Start of Provided data

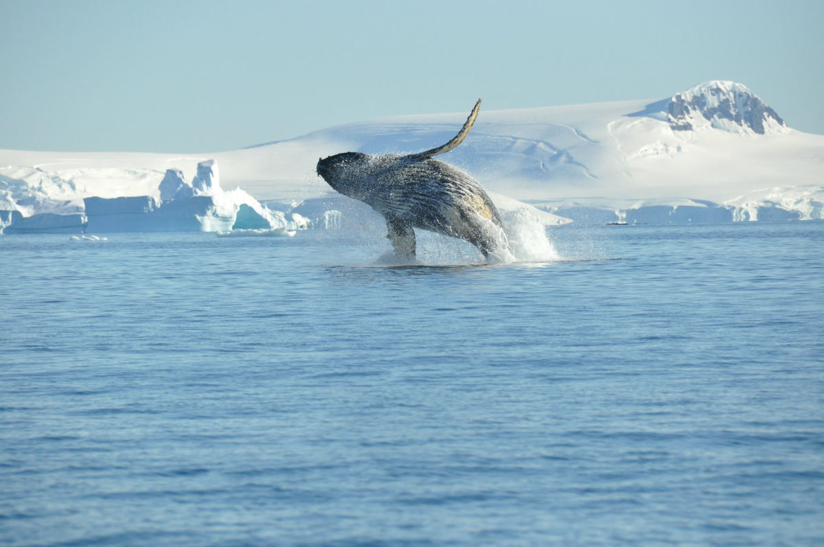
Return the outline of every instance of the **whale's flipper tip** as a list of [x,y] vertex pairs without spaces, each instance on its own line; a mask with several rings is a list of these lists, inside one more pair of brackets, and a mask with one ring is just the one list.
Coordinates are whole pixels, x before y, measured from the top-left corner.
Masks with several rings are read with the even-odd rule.
[[428,157],[432,157],[433,156],[438,156],[438,154],[443,154],[450,150],[456,148],[463,139],[466,138],[469,130],[472,129],[472,125],[475,124],[475,119],[478,117],[478,111],[480,110],[480,98],[478,101],[475,103],[475,106],[472,108],[472,111],[469,113],[469,117],[466,118],[466,121],[464,123],[463,127],[458,131],[458,134],[455,135],[446,144],[442,144],[437,148],[432,148],[431,150],[427,150],[425,152],[419,152],[417,154],[410,154],[409,157],[414,160],[425,160]]

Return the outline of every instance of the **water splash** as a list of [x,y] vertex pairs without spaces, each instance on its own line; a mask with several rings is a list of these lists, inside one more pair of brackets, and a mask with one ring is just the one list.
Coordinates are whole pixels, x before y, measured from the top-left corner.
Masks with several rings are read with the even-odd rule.
[[528,210],[502,211],[501,221],[514,262],[555,262],[561,259],[546,236],[546,227]]

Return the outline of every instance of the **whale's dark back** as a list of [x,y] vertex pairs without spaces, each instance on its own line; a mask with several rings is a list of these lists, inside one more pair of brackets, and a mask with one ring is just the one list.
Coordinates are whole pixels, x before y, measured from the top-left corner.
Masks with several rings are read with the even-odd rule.
[[443,161],[400,157],[377,172],[374,182],[363,201],[387,218],[448,233],[452,209],[459,214],[474,212],[501,226],[498,209],[480,185]]

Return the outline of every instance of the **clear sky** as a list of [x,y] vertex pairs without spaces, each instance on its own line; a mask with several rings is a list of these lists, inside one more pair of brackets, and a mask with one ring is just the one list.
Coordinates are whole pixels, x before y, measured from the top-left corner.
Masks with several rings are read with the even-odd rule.
[[0,147],[218,152],[711,79],[824,133],[822,26],[822,0],[0,0]]

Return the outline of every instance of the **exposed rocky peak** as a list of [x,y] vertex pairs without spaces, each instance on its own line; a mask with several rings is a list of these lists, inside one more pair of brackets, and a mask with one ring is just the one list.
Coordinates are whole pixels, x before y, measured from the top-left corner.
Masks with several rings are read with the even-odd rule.
[[714,127],[732,133],[784,133],[787,124],[747,86],[723,80],[705,82],[672,96],[667,113],[673,130]]

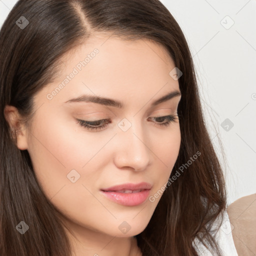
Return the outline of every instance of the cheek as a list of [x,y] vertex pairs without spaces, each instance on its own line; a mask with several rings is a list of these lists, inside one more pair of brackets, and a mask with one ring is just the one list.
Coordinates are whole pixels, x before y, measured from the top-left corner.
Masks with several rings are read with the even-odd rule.
[[[67,120],[61,114],[38,118],[34,124],[28,150],[38,180],[48,198],[52,198],[60,190],[68,190],[70,186],[80,184],[81,186],[83,181],[87,180],[86,184],[91,178],[96,180],[97,173],[94,170],[100,162],[94,158],[106,142],[96,142],[88,133],[86,137],[76,120]],[[90,168],[91,162],[94,163],[94,170]],[[72,170],[76,171],[70,172]],[[72,178],[74,176],[75,178]],[[72,182],[72,179],[78,181]],[[84,192],[84,188],[82,190]]]

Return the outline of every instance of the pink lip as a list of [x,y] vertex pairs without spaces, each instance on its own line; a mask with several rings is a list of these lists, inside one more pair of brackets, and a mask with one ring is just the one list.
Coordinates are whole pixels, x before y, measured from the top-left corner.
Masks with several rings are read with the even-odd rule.
[[[100,190],[100,192],[108,198],[118,204],[126,206],[136,206],[145,202],[148,197],[152,186],[146,182],[138,184],[131,183],[114,186]],[[140,192],[124,193],[116,192],[122,190],[141,190]]]
[[152,186],[149,183],[146,182],[142,182],[137,184],[132,183],[126,183],[126,184],[122,184],[116,186],[111,186],[107,188],[102,188],[101,190],[104,191],[118,191],[122,190],[150,190]]

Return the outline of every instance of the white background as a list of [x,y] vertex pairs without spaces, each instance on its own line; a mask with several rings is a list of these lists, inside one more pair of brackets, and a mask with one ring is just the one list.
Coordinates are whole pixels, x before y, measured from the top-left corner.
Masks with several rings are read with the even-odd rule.
[[[0,0],[0,27],[16,2]],[[162,2],[180,24],[194,56],[206,124],[230,204],[256,192],[256,0]],[[221,126],[226,118],[234,124],[228,131]]]

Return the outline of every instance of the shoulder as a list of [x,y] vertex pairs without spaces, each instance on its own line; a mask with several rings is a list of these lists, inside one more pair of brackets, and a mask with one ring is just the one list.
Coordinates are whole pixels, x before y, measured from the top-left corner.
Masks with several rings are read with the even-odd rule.
[[[224,212],[224,218],[217,218],[212,229],[212,234],[214,236],[224,256],[238,256],[232,236],[232,228],[226,211]],[[218,227],[220,228],[218,229]],[[212,256],[210,252],[198,240],[194,242],[194,248],[198,255]]]
[[239,255],[256,255],[256,194],[241,198],[228,208]]

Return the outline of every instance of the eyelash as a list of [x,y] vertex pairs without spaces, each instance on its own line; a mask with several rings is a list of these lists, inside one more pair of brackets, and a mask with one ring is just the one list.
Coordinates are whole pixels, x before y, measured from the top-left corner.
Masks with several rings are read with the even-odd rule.
[[[157,117],[150,118],[153,118],[153,119],[156,119],[156,118],[166,119],[167,122],[164,122],[162,124],[156,124],[156,125],[160,126],[165,126],[167,127],[170,126],[170,124],[171,122],[176,122],[176,120],[178,119],[178,115],[174,116],[174,115],[170,114],[169,116],[157,116]],[[81,120],[80,119],[76,119],[76,120],[78,121],[77,123],[79,124],[80,124],[80,126],[82,126],[85,127],[86,129],[88,129],[88,130],[96,130],[96,131],[104,128],[108,125],[108,124],[111,124],[112,122],[111,122],[111,120],[110,120],[109,119],[103,119],[102,120],[97,120],[96,121],[93,121],[93,122],[85,121],[84,120]],[[94,126],[94,126],[90,126],[92,125],[93,126],[94,124],[95,124],[95,123],[97,123],[98,122],[106,122],[106,121],[108,122],[108,124],[104,124],[103,126]]]

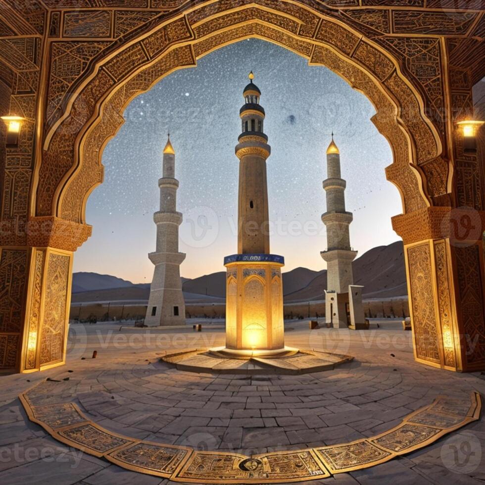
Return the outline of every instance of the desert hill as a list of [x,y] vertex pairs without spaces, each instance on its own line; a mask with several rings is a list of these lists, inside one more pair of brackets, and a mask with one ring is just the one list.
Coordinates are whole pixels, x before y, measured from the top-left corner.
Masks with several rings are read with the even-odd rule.
[[[366,298],[388,298],[407,294],[402,242],[379,246],[353,262],[356,285],[363,285]],[[296,268],[283,273],[283,293],[287,302],[321,300],[327,288],[327,271]],[[182,278],[186,301],[223,301],[226,273],[220,271],[194,279]],[[108,275],[77,273],[73,277],[73,302],[146,301],[149,285],[134,284]]]

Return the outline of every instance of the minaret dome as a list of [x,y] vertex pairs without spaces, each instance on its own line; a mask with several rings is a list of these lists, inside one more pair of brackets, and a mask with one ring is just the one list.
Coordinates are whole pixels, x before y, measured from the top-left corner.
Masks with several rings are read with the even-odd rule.
[[242,96],[244,96],[247,104],[258,104],[259,103],[259,97],[261,91],[259,88],[252,82],[254,79],[254,75],[251,71],[248,76],[249,78],[249,84],[244,88]]
[[335,142],[334,141],[334,134],[332,134],[332,141],[330,142],[330,145],[329,145],[328,148],[327,148],[327,154],[330,155],[331,153],[340,153],[340,151],[339,150],[339,147],[335,144]]
[[163,149],[164,153],[169,153],[170,155],[175,155],[175,150],[173,149],[173,146],[172,146],[172,144],[170,143],[170,134],[168,134],[168,140],[167,141],[167,145],[165,146],[165,148]]

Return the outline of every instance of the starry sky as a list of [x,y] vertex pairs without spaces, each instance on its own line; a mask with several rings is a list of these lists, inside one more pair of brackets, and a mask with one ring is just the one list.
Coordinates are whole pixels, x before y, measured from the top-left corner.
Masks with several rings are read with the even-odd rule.
[[397,190],[386,180],[390,148],[370,118],[371,102],[329,69],[283,48],[250,39],[200,59],[196,68],[162,79],[126,108],[126,122],[103,153],[104,183],[88,200],[93,236],[76,252],[75,271],[92,271],[149,283],[154,250],[162,152],[170,131],[184,214],[181,274],[195,278],[225,270],[237,251],[239,160],[242,90],[253,70],[262,92],[267,160],[271,252],[285,271],[326,267],[326,210],[322,181],[331,133],[347,181],[347,210],[354,214],[350,241],[361,255],[399,238],[390,217],[402,211]]

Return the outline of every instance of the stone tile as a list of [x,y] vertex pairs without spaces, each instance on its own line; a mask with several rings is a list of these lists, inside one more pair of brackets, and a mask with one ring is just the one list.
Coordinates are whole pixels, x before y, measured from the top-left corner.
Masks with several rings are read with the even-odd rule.
[[245,428],[243,431],[243,448],[272,447],[281,449],[290,444],[286,434],[281,428]]
[[[0,483],[8,485],[25,484],[71,485],[103,469],[102,464],[95,463],[81,457],[83,453],[76,450],[66,453],[53,462],[50,460],[37,460],[25,465],[0,472]],[[100,460],[98,460],[100,462]]]
[[350,472],[350,475],[361,485],[374,485],[378,483],[392,484],[392,485],[409,485],[410,484],[429,485],[433,483],[413,470],[404,466],[395,459],[370,468]]
[[109,466],[97,472],[84,480],[84,483],[89,485],[156,485],[160,483],[160,479],[158,477],[152,477],[145,474],[132,472],[124,468],[110,465]]

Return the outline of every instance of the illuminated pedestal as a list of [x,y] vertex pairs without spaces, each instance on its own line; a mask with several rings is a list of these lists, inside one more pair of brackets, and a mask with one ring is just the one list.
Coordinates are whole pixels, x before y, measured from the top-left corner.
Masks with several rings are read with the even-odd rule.
[[225,351],[261,355],[285,347],[283,256],[235,254],[227,268]]

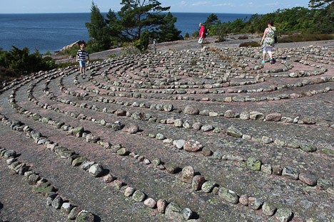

End of Provided data

What to work on: Find each line in the material above that contains the word "whale", and copy those lines.

Solution to this problem:
Return the outline of every instance of the **whale's flipper tip** as a list of [x,y] vertex pairs without spaces, each instance on its own line; a mask with several rings is a list of these lists, inside one more pair of brackets, and a mask with one ring is just the one list.
Return the outline of every instance of the **whale's dark back** as a list of [x,y] vertex pairs without spaces, each instance on its own line; a mask with several rings is a list of these lists, inside one more pair of brackets, and a mask with one ring is just the one list.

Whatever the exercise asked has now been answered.